EXERCISE: Wherever the word "indicate" occurs in the lines below, copy the whole line.

EXTRACTED ENTRIES:
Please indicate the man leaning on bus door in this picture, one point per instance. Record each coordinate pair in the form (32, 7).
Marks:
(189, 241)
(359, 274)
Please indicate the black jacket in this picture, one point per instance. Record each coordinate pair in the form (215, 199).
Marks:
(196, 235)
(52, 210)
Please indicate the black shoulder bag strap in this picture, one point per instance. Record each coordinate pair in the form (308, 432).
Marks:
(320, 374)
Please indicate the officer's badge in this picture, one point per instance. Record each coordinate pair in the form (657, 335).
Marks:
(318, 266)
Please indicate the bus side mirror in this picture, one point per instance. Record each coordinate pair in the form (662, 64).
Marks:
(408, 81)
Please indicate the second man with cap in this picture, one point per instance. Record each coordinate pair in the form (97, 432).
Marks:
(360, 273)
...
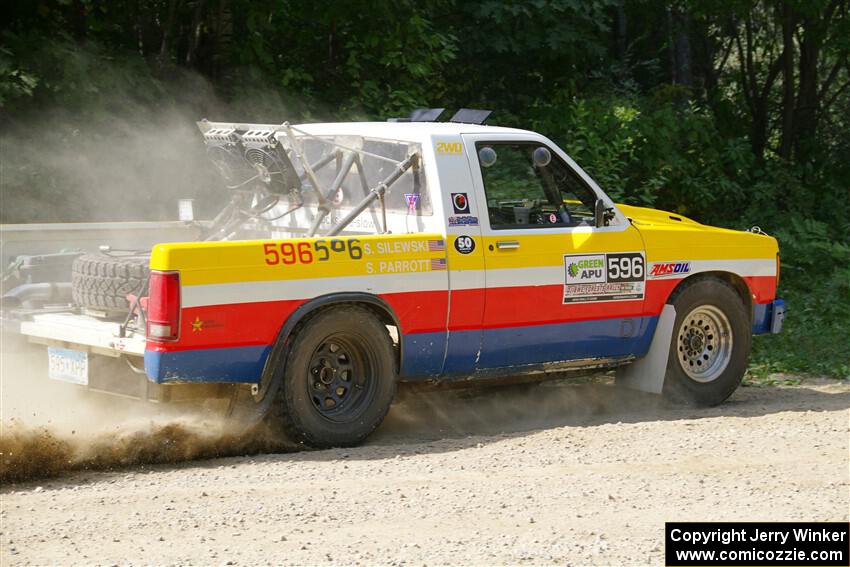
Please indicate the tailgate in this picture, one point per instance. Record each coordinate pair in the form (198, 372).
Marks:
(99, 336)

ANSWER BELOW:
Please indicate the man leaning on bus door in this picture, one point per instance. Record each coordinate pair in the form (32, 7).
Please indicate the black jacket in this picture, one point per instance. Record each coordinate pair in the form (215, 199).
Please indicate the black shoulder bag strap in this picture, one point per instance. Record each coordinate pair in the form (308, 432).
Please indicate the officer's badge in this picture, one point per instance. Record each coordinate pair in the form (657, 335).
Please indicate the bus side mirror in this picture, one point per instance. Record each coordinate pair in the form (662, 64).
Please indicate the second man with cap in this picture, one point per instance. Record each coordinate pair in the form (97, 432).
Please indicate the tailgate in this picture, one point per instance. Record each coordinate pair in the form (198, 372).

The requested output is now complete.